# Extract provided

══════════

I am starting this here with a new journal. Memories From the Balcony is nothing more than a warm invitation. I will set aside the sadness and the hardships and share with you a few details of life. This journal is made to show nostalgia and the warmth of our memory.
My aim is to make this relatable as well as visual. In which case, I want you to read what I leave here; but more, I want you to feel this. I want you to see this. I want you to think about the honeysuckle bushes and the way they smell. I want you to come to a picture in your head and at the same time, I want you to connect this to memories of your own.
My intention here is to bring you a memory and a warmhearted smile.
I will tell you a story about a hot and sticky summer evening after being in a hayfield. We worked the farmland for hours and the sweat was unthinkable. The sun was hot and the day was long. But after working, we drank country-style lemonade and swam in a little pond. Although this place was not the optimal best, I can say that in my youth, regardless of all that happened or anything I did or went through, I don’t think I ever felt as free or as wonderful as I did that evening.
It was just before sunset.
We’ve seen enough in this world. We’ve all experienced the bullshit, enough so that it’s easy for us to lose sight of the grand or more wonderful things.
I don’t want to lose sight of anything else,
not anymore.
Think of it . . .
You can hear the sound of people laughing, glasses being clanked and the somewhat late night hustle of a happy bar room chatter as the background noise of a memory that can never fade. If you think about this, I assume you’ll think about the low lights and the neon signs in a small to somewhat midsize tavern or a local saloon.
If you think about this, maybe you’re thinking of a place in a local town or maybe someplace else.
Maybe like somewhere in Memphis, which I’ve never been to. But I’ve certainly imagined a place like this.
Or perhaps a place in Maryland where people smile and say random crazy things like, “hello” which, to me as a New Yorkers, I agree this is simple enough. Yet, random “hellos” are wild in the sense that it’s somewhat rare to find such an open stream of common friendliness. No strings attached.
Think of it.
Think of the strips or the popular places in different unknown towns where the term “happy hour” still has its place. While I myself am not a drinker, this does not mean that I do not appreciate the fun or the connection of a place where the wings are hot and the food is good.
I like a place with a good jukebox vibe. I like a place where the music is not overwhelming; but instead, the songs from our youth or from even before our time can grace the speakers and give us a feeling of both camaraderie and nostalgia.
Do you remember the song Brown-Eyed Girl?

══════════

# Task requirements
a – In the Memories From the Balcony entry, what two things did the writer do after working in the hayfield?
b – Pick up the Memories From the Balcony entry after its final line and write the next stretch in the same voice.

# Dataset content
══════════

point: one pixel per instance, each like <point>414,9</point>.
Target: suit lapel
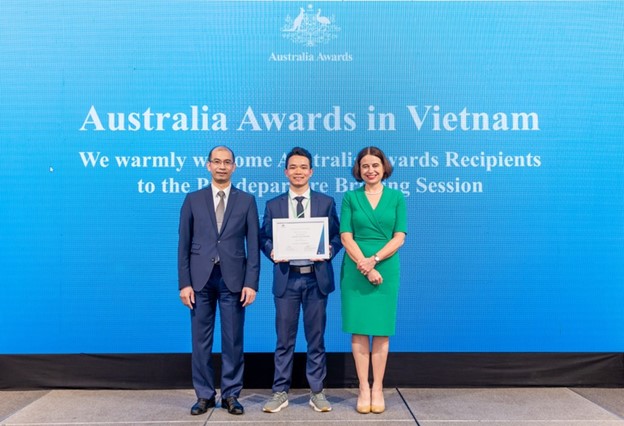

══════════

# The answers
a – They drank country-style lemonade and swam in a little pond.

b –
Me too
Or when Neil Diamond sang Sweet Caroline.
I can certainly relate to the old memories and the names of places in which, at one point, it was a guarantee that I would either be at say, Brother Jimmy’s on 3rd Avenue.
Or wait, what about Live Psychic over on 84th?
I used to like that place. For some reason, the bouncer assumed he knew me. He’d welcome me in and take me off the line and put me right through the door – only later, I realized that he assumed I was the brother of someone famous.
He told me, “Don’t worry. No one will ever bother you here. Not while I’m on duty.”
But still – give me the summer nights down by the water. Give me the sights of tanned people out after a day of sunning their skin or sitting in the warmth of the sun. Give me the beach days. Or give me the three-day weekend memories of a weekend packed with nothing else but carefree abandon.
Give me the right to think how work is for another day and in the mix, the only thing that’s important is the music we play, how loud we can laugh, how often we can dance and how deeply we can make our mark in this big round thing we call the world.
I say that in order to be sane and to keep our sanity, every once in a while you have to go absolutely fucking nuts.
At least once or twice a year, there has to be a big extravaganza. There has to be a moment to look forward to or a celebration in which we plant the seeds of our memory.
I want this.
I want to build new memories too. I want to do this like we did when we were young. Or, I want to do this like we did when everyone was still alive. This way, I can be on a long drive somewhere – I can be heading to a place which is absolutely nowhere and as I drive, my mind can be in a strange disconnect. My body has taken over on autopilot. I can be driving and listening to the radio and somehow a song comes on the radio and instantly I am right back to where we were at the time.
I can smell the air. I can feel the rush. I can see the lights and the smiles and I can remember the laughter which is what I’ll need at my final hours. I’ll need these thoughts of absolute wild insanity to keep me safe and warm before I sleep.
There’s a song called Free Four by The Pink Floyd.
“The memories of a man in his old age are the deeds of a man in his prime.”
I get that.
I don’t know where or what or if there’s a fountain of youth.
I don’t know if I am closer to the end of my road or if my gas tank is still full and age is only a number.
However, I do know that I want to build the fabric for new memories so that in times when the air is chilled, I can wrap myself in the fancy warmth of a memory so perfect that I will never feel the cold again.
They say that youth is wasted on the young because in youth, we are unable to see what we have. Therefore, we waste valuable moments of precious time because we assume that we have a plethora of tomorrows, just ahead, and waiting for us. Maybe we do have this (when we’re young).
Maybe age is only a number. Or, maybe I’m right about this.
Maybe I’m right about the need to go absolutely crazy sometimes –
Come to think of it, I can remember going to a show at Madison Square Garden. I saw a band that was all the rage when I was in my 20’s. Of course, they were much older now. I’m older too.
I can remember when the show ended. I can remember the feeling of nostalgia and how the sentiment filled the air.
I can remember seeing a group of women who were around the same age as me. I could tell they knew the band from way back when.
They stood at the stage after the show, emotional, holding each other like dear friends would comfort one another. This was their celebration. This was a moment that was bigger than the simple thought of a few fans who gathered at the stage. They wept happily because they saw their favorite band – together.
But this is more than that.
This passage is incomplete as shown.